____ INPUT FOR THIS TASK

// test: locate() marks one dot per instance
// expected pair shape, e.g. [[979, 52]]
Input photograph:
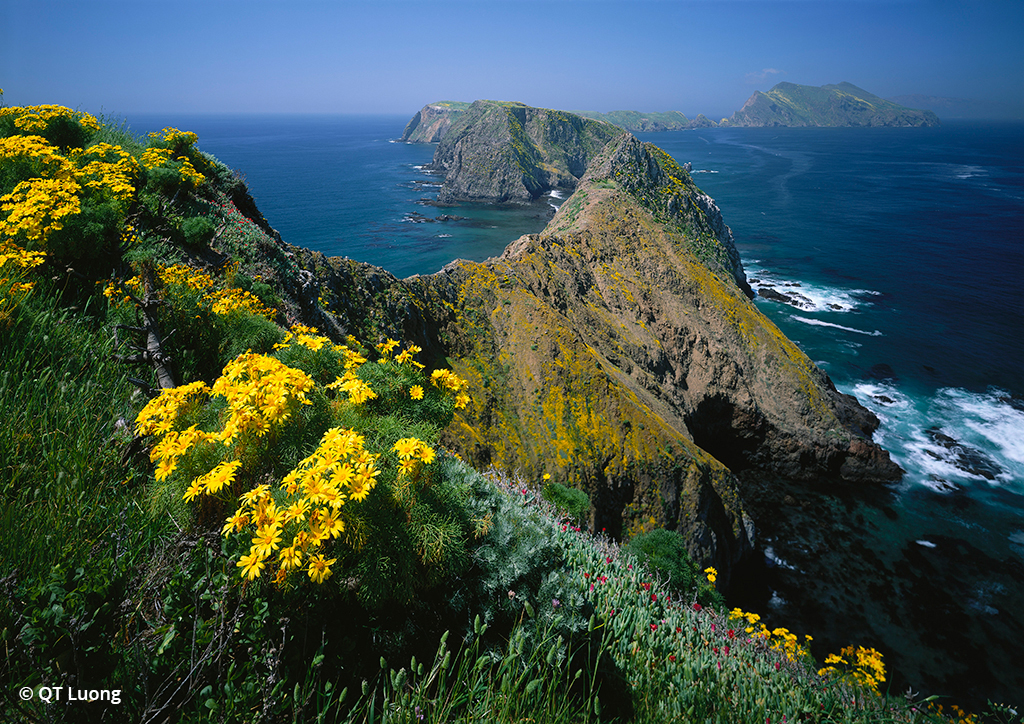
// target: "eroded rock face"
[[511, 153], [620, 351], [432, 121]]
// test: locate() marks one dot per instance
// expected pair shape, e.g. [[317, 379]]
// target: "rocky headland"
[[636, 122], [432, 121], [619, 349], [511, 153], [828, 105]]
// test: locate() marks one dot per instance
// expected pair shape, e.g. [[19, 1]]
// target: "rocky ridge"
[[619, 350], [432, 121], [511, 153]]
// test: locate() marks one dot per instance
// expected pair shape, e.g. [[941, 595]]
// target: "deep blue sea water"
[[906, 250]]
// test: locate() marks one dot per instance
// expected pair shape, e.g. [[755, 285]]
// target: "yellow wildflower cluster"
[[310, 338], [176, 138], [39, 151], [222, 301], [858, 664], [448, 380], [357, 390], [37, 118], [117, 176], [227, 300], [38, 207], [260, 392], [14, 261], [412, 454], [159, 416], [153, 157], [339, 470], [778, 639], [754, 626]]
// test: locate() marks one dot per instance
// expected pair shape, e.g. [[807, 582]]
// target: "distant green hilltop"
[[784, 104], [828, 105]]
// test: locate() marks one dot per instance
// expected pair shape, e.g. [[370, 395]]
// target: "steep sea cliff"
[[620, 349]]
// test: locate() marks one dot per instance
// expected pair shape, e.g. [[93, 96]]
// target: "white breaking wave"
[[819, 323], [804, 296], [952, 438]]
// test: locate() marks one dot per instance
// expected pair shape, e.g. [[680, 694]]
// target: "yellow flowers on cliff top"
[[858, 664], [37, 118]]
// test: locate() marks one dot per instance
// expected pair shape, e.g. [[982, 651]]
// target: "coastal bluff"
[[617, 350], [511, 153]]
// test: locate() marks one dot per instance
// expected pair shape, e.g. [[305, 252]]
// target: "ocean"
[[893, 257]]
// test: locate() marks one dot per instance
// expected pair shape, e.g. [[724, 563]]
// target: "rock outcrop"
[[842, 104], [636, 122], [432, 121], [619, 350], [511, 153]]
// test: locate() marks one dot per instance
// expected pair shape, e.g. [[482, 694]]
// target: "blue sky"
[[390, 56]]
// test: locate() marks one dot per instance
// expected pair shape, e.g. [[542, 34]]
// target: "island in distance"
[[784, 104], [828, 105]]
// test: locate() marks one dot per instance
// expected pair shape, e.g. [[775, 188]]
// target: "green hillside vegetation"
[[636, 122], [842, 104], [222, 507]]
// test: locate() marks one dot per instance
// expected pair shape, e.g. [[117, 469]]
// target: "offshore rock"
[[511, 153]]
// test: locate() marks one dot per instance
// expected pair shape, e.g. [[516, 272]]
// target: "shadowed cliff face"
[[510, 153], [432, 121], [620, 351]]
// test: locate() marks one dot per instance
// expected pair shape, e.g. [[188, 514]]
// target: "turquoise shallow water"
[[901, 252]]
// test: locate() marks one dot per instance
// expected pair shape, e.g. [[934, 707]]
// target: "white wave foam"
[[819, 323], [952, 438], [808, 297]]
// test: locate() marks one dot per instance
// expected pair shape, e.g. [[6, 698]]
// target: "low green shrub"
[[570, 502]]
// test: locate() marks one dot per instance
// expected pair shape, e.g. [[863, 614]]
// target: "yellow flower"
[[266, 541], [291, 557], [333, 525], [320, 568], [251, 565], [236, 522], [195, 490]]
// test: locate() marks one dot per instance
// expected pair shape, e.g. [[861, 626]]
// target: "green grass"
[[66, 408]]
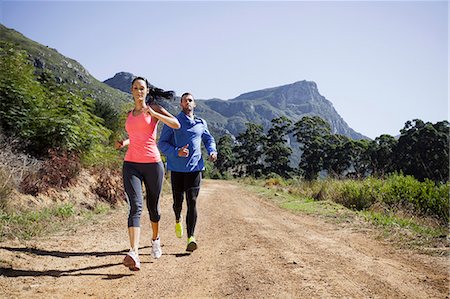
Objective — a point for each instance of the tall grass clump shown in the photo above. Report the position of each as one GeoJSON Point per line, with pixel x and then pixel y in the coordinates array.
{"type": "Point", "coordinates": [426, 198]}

________

» WORK INSTRUCTION:
Omitting the pictures, copy each record above exactly as it stands.

» SOLUTION BELOW:
// test: locate() marks one dot per instance
// expected pair shape, e.g. [[979, 52]]
Input photograph:
// target: "eroded rock face"
[[511, 153], [620, 351], [432, 121]]
// test: locate() marks one dot per instance
// expected pair shape, e.g. [[317, 379]]
// target: "rocky headland"
[[636, 122], [432, 121], [619, 349], [511, 153], [828, 105]]
// test: locate() marks one dot per instance
// expected pair shape, e.g. [[19, 1]]
// target: "rocky ridge"
[[619, 350], [432, 121], [511, 153]]
// test: locate() marks one dot per instance
// expected pair shape, e.g. [[941, 595]]
// target: "deep blue sea water"
[[906, 250]]
// test: locate() marks one dot per instance
// expected pair shape, e.g. [[755, 285]]
// target: "yellow wildflower cluster"
[[310, 338], [176, 138], [39, 151], [222, 301], [858, 664], [448, 380], [357, 390], [37, 118], [117, 176], [227, 300], [38, 207], [260, 392], [14, 261], [412, 454], [159, 416], [153, 157], [339, 470], [778, 639], [754, 626]]
// test: locate() marks one dot per instance
// expected pair shape, e.g. [[807, 582]]
// target: "distant green hilltop"
[[784, 104], [828, 105]]
// test: locate() marks one dot per instance
// expected pair shape, e.g. [[370, 395]]
// target: "steep sea cliff"
[[620, 349]]
// test: locate() marks one dot per instance
// expected pair shape, e.g. [[93, 96]]
// target: "white breaking wave"
[[819, 323], [804, 296], [952, 438]]
// test: locate() marks one dot per instance
// expected pair shape, e.g. [[680, 694]]
// target: "yellow flowers on cliff top"
[[858, 664], [37, 118]]
// test: locate() marks one dot per instance
// expected pair shape, e.g. [[982, 651]]
// target: "coastal bluff"
[[617, 350], [511, 153]]
// test: locate() marks one dot per instance
// expected pair shape, e.g. [[305, 252]]
// target: "ocean"
[[893, 257]]
// test: locate() marks one dot per instance
// expected pair shape, e.g. [[724, 563]]
// target: "rock outcrop"
[[842, 104], [636, 122], [432, 121], [619, 350], [511, 153]]
// test: locate() marks one dot per instance
// expected pair shape, e.g. [[482, 694]]
// target: "blue sky"
[[390, 56]]
// test: locate() marks one dot per instance
// expected pair shape, e.g. [[542, 34]]
// target: "island in distance"
[[784, 104], [828, 105]]
// test: locate() marks one dot per instance
// expected pair shape, e.g. [[775, 188]]
// target: "green hillside vegetation"
[[636, 122], [842, 104], [222, 507]]
// test: locate() marks one dot per instance
// expected pair shape, e.g. [[117, 469]]
// target: "offshore rock"
[[511, 153]]
// test: locate() marks one dot per instance
// expected pair shape, e.g. [[516, 272]]
// target: "shadowed cliff face"
[[510, 153], [432, 121], [620, 351]]
// test: locate() marks one dot per instance
// expected pair shape, e.g. [[188, 514]]
// target: "turquoise shallow water"
[[901, 252]]
// test: locate() marks one dot per instance
// expected pair shape, e.g. [[934, 707]]
// target: "white wave foam"
[[819, 323], [952, 438], [808, 297]]
// test: locate() marks one dot per instance
// expected pair shape, e.g. [[6, 698]]
// target: "low green shrub"
[[570, 502]]
// test: locate() marks one dot per instance
// expected pair shape, e.g. [[863, 614]]
// target: "yellow flower"
[[266, 541], [291, 557], [333, 525], [320, 568], [251, 565], [236, 522], [195, 490]]
// test: locate() marks one dot per instance
// expected pair shape, e.g. [[861, 626]]
// target: "green grass"
[[66, 408]]
Objective — a point for each instance of the tall grass clump shown in the photo above. Report the position of each as one GeoJSON Point per line, with pixel x and then pixel y in the coordinates array.
{"type": "Point", "coordinates": [426, 198]}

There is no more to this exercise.